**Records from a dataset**

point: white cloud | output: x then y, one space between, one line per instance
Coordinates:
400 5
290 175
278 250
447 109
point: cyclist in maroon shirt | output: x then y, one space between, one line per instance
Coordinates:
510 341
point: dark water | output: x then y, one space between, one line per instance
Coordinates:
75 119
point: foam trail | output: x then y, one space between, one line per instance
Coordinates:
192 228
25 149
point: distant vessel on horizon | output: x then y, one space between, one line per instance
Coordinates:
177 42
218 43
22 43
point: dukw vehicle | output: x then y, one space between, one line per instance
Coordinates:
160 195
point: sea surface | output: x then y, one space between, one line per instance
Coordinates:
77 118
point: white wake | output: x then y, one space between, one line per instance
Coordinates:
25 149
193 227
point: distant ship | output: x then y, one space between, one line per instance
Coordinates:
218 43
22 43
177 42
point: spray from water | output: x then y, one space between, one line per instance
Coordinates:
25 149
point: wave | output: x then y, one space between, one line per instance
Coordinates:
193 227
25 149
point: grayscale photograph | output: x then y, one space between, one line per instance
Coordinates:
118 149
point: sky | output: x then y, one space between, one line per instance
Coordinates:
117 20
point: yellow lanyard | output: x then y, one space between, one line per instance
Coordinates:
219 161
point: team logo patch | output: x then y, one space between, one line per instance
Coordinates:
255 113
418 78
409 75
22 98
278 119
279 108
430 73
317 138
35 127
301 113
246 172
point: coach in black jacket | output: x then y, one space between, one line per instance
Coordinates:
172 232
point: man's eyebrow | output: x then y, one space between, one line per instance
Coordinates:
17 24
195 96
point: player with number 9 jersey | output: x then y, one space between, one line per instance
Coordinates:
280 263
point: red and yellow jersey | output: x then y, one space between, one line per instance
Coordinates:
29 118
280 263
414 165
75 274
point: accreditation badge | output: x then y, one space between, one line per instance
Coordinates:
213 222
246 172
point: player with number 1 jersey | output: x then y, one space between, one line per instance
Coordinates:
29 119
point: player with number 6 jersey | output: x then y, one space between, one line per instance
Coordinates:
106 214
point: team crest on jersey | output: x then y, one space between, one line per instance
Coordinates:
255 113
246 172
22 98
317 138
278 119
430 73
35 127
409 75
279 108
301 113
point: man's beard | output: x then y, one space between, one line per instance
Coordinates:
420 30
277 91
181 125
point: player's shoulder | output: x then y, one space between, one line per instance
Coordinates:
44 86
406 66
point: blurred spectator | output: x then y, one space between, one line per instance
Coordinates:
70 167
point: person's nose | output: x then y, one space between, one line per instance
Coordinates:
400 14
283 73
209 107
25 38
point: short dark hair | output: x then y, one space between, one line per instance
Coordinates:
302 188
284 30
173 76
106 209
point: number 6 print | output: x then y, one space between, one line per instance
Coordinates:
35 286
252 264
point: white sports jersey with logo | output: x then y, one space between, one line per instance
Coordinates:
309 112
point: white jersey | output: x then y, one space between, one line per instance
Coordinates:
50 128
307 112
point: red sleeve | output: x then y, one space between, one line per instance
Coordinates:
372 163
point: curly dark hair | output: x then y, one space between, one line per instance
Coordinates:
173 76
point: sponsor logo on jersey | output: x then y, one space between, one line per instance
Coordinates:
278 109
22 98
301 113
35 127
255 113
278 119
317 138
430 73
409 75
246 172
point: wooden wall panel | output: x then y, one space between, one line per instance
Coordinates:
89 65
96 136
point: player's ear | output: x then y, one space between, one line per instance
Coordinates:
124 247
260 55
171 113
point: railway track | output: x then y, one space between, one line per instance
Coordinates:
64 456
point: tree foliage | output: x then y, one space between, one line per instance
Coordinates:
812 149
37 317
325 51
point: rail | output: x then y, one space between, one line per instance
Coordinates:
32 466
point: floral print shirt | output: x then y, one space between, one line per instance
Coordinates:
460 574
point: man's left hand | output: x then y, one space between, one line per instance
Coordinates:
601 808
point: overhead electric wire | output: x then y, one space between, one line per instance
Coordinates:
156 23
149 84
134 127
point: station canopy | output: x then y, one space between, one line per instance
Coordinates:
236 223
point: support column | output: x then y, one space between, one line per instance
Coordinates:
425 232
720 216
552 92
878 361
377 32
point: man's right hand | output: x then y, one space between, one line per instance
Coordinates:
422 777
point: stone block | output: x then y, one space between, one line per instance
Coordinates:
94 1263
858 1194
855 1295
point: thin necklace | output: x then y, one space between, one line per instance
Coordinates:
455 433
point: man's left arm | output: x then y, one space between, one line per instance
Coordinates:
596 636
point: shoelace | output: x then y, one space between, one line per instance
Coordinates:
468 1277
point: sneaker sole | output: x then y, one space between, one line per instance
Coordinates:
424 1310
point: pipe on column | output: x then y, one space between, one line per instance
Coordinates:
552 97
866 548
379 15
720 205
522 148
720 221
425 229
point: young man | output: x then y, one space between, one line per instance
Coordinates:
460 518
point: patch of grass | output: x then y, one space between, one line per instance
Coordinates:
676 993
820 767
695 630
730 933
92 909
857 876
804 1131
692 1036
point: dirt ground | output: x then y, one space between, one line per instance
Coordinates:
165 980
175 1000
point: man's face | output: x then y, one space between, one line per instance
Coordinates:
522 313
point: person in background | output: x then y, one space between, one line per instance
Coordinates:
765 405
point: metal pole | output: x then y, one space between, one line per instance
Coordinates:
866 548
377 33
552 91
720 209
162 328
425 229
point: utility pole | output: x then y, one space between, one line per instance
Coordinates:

**Exercise task**
Give the entries again in full, exactly as they are written.

**Right answer**
point: white cloud | output: x then y, one space between, one line per instance
Coordinates:
400 5
290 175
278 250
447 109
point: cyclist in maroon shirt | output: x then y, one space between, one line per instance
Coordinates:
510 341
point: dark water | output: x then y, one space between, one line per instance
Coordinates:
75 119
point: foam trail | output: x then y, one space between, one line per instance
Coordinates:
192 228
25 149
point: distant vessel on horizon | output: x then y, one space between, one line per instance
Coordinates:
177 42
218 43
22 43
point: dukw vehicle | output: x then y, one space between, one line per instance
Coordinates:
160 195
point: sea surface | output: x then y, one space between, one line per instance
Coordinates:
77 118
point: white wake | output: x then y, one space between, one line per instance
Coordinates:
25 149
193 227
point: distant ship | output: x then y, one space between, one line per instance
Coordinates:
218 43
22 43
177 42
point: spray from water | output: x then y, one space between, one line per instance
Coordinates:
25 149
point: wave | output: x then y, one space between, one line per instance
Coordinates:
193 227
25 149
point: grayscale photograph | output: x then y, one space between, one line per instance
Coordinates:
118 149
point: sky | output: x then y, one space between, one line per instance
Coordinates:
117 20
point: yellow lanyard | output: x then y, one space between, one line per instance
Coordinates:
219 161
point: team logo patch | output: x then y, one space between, one line per instance
Coordinates:
255 113
418 78
409 75
22 98
278 119
279 108
430 73
317 138
35 127
301 113
246 172
point: coach in black jacket | output: x then y, one space between, one line per instance
Coordinates:
172 232
point: man's eyebrow | output: x then y, one space between, one line per instance
Coordinates:
17 24
195 96
point: player with number 9 jersey | output: x then y, one space between, one line per instance
Coordinates:
280 263
point: red and yellow jersey | output: x then y, one space between, one line per instance
Coordinates:
29 118
280 263
414 165
75 274
point: accreditation badge | output: x then y, one space between, one line per instance
Coordinates:
213 222
246 172
point: player with number 1 jersey | output: x then y, one space between, one line per instance
Coordinates:
29 119
point: player with number 6 jersey | output: x then y, one space between, one line per instance
Coordinates:
106 214
point: team crest on jersey | output: x then y, one space between, one line per instance
Coordinates:
255 113
246 172
22 98
317 138
278 119
430 73
35 127
409 75
279 108
301 113
point: man's beard | output: x then y, one space between, one line per instance
Coordinates:
420 30
277 91
181 125
point: player's shoulder | output: x then y, one space between, one line per instance
Coordinates:
44 86
406 66
point: blurred spectator | output: x then y, one space between, one line per instance
Coordinates:
70 167
point: person's nose | output: x then y, one space between, one line per instance
Coordinates:
400 14
283 73
209 107
25 38
point: short dark hair | output: x then y, one space between, one line per instance
Coordinates:
302 188
284 30
173 76
106 209
point: number 6 print | output: x then y, one space between, one line per instance
Coordinates:
35 286
252 264
point: white sports jersey with logo | output: x then y, one space between, one line per instance
Coordinates:
309 112
point: white jersey | output: x then y, one space between, one line per instance
Coordinates:
50 128
307 112
point: red sleeve | output: x then y, one space between, one line per instance
Coordinates:
372 163
point: curly dark hair | output: x then y, one space between, one line per instance
Coordinates:
173 76
point: sponsor logo on jersey | output: x then y, one space between, one line per instance
Coordinates:
278 109
22 98
301 113
35 127
255 113
278 119
317 138
430 73
409 75
246 172
point: wooden wall panel | output: x then y, one space between, one line per instance
Coordinates:
89 65
96 136
point: player's ear | output: x then y, one space between, one line per instance
Coordinates:
124 247
260 55
171 113
point: railway track | output: x then y, one space between, one line per instance
Coordinates:
64 456
point: tree foliage | output: x then y, one space between, one line per instance
Coordinates:
812 149
37 317
325 51
point: rail | output: x then y, one space between, one line per instance
Coordinates:
32 466
point: floral print shirt | output: x then y, one space between, one line per instance
Coordinates:
460 574
point: man's left hand | output: x then y, one space between, one line per instance
Coordinates:
601 808
point: overhead electric wire | output: x then y, one space between, one line per instance
Coordinates:
156 23
149 84
134 127
point: station canopy | output: x then y, one space between, one line per instance
Coordinates:
236 223
point: support column | output: x then y, one space between, one line per instance
Coordinates:
425 232
720 216
552 92
878 361
377 32
point: man's right hand | output: x then y, one space between, one line per instance
Coordinates:
422 777
point: stone block | output: x then y, one space between, one line per instance
Coordinates:
94 1263
858 1194
855 1295
point: thin necklace | output: x then y, one space between, one line per instance
Coordinates:
455 433
point: man's left arm | output: x then y, one space between, one line per instance
Coordinates:
596 636
point: shoelace | output: x then y, one space between, one line per instance
Coordinates:
468 1277
point: sneaker sole | output: x then y, one space between, one line per instance
Coordinates:
424 1310
point: pipe on column | output: x then y, one space between, one line per instance
Coordinates:
552 97
866 548
379 15
720 205
522 148
720 221
425 229
point: young man | output: x then y, one space between, one line per instance
Coordinates:
460 518
point: patch of grass | output: x then y, one space between, one line per instance
Coordinates:
676 993
820 767
695 630
730 933
92 909
857 876
804 1131
692 1036
point: dirt ground | output: x then y, one space between, one line per instance
Coordinates:
165 980
175 1000
point: man's face | output: x then y, one space between, one line per instance
Coordinates:
522 313
point: person in background | output: x then y, one space between, one line per instance
Coordinates:
765 405
point: metal pole | output: x then y, one space between, one line per instance
Coordinates:
866 548
377 33
552 91
720 209
162 328
425 229
point: utility pole | output: x then y, one space between, one line per instance
Coordinates:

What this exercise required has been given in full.